> Extract to read
--------------------------------------------------

Buttered tea is Tibetans' traditional drink. It is a necessary daily food as well as an excellent drink for entertaining guests.

To make buttered tea, first boil brick tea in water for a long time into red thick juice. Then pour the juice into a specially made round wooden pail, and add an appropriate amount of butter (or rather the oil extracted from the milk of cows or sheep) and salt. Next, use a special stick to beat the tea (in an up-and-down motion) vigorously in the pail to fully dissolve the butter and tea. Then pour into a pot or boiler and put on a low fire. Soon the tea is ready for consumption.

Buttered tea is a very nutritious drink suited to high and cold regions. It can repel coldness, enhance body fluid while quenching thirst, and eliminate fatigue. Tibetans usually drink several cups of buttered tea in the morning before going to work.

There is a custom to follow when drinking buttered tea. When the host fills a cup and hands it to the guest, the guest should take it in both hands. Then the guest should raise the cup by the right hand, and, using the middle finger of the left hand, dip gently into the tea and flick to the sky; this means heavenly-mindedness. And the guest should also flick a second and third time, which means terra-respectfulness and Buddha-respectfulness respectively.

--------------------------------------------------

> What is expected
Carry on the passage about Tibetan buttered tea, starting after its final sentence.

> Data excerpt
--------------------------------------------------

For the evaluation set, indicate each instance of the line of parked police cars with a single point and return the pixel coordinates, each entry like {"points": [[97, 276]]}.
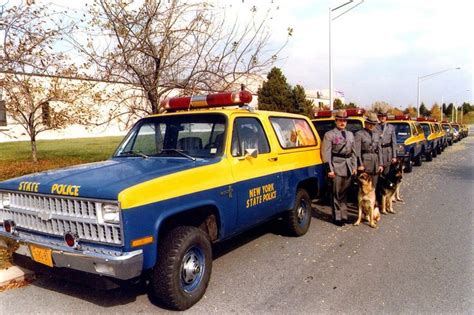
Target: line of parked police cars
{"points": [[417, 138], [204, 171]]}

--------------------------------------------------

> Answer to this problem
According to the Tibetan custom, the buttered tea is drunk in separate sips, and after each sip the host refills the bowl to the brim. Thus the guest never drains his bowl yet it is constantly topped up. If the guest does not wish to drink, the best thing to do is leave the tea untouched until the time comes to leave and then down the bowl, leaving dribs and drabs in it. In this way etiquette is observed and the host will not be offended. Thus and only thus it is in keeping with the habit and manners of the Tibetan people.